* **EXERCISE AIM**: A word-for-word transcript of the closing lines is required: from the one with "of the roof" through the final line of the data.

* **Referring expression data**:
==*==
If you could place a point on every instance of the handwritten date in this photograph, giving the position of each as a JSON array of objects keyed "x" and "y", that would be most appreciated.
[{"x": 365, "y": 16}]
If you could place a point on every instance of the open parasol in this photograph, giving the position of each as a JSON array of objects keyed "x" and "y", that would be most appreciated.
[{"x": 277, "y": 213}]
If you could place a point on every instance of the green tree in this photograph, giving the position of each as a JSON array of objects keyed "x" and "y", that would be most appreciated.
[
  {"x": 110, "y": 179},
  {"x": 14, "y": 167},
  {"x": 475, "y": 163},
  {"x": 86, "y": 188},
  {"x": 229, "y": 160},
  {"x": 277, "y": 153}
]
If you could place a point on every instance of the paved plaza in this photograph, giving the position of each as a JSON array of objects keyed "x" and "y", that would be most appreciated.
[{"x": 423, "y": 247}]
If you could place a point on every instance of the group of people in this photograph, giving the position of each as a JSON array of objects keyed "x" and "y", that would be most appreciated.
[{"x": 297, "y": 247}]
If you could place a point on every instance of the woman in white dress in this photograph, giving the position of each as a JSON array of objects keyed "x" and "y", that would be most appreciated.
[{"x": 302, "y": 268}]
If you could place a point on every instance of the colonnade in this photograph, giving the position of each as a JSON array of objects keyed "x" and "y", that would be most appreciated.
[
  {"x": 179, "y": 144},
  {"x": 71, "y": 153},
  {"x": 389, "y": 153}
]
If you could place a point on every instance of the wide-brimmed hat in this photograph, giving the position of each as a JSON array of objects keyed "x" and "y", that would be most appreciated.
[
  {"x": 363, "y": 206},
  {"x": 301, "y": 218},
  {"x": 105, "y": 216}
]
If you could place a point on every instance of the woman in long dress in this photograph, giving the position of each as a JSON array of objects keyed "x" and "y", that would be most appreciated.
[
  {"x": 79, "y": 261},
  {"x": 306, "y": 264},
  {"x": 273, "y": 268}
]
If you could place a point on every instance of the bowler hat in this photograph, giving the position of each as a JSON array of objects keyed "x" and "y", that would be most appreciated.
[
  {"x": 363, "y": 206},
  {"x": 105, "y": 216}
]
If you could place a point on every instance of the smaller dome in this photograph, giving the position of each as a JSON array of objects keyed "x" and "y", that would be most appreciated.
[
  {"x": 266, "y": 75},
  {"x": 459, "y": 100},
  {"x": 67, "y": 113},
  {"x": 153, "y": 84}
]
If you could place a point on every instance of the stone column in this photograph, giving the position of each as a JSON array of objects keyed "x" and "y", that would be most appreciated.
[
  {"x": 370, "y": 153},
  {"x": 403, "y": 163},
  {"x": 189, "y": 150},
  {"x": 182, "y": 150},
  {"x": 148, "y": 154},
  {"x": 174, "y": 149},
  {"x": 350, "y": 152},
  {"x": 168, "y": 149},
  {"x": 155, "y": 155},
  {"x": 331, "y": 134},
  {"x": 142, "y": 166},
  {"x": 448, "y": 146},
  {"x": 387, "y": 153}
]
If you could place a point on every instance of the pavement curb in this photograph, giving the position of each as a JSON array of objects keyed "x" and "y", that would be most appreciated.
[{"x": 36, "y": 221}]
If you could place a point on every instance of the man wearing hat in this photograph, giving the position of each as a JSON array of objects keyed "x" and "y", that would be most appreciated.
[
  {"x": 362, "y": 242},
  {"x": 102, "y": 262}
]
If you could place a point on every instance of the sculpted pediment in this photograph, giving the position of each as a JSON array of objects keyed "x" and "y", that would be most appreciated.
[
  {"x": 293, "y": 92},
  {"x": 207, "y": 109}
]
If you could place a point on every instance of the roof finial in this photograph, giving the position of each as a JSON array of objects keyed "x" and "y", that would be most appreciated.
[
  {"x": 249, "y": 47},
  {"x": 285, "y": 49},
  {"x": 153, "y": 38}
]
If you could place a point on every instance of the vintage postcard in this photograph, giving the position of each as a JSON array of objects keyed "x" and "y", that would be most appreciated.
==*==
* **ANSWER SPACE**:
If you could place a point on every instance of the roof finial in this photograph, giving the position of each as a JSON array of objects keyed "x" and "y", that would be most appreciated.
[
  {"x": 249, "y": 47},
  {"x": 285, "y": 49},
  {"x": 153, "y": 38}
]
If you could place a point on every instance of the vintage postcard in this photograph, giving the position of each as a JSON array of objects keyed "x" and "y", that would be most appreciated.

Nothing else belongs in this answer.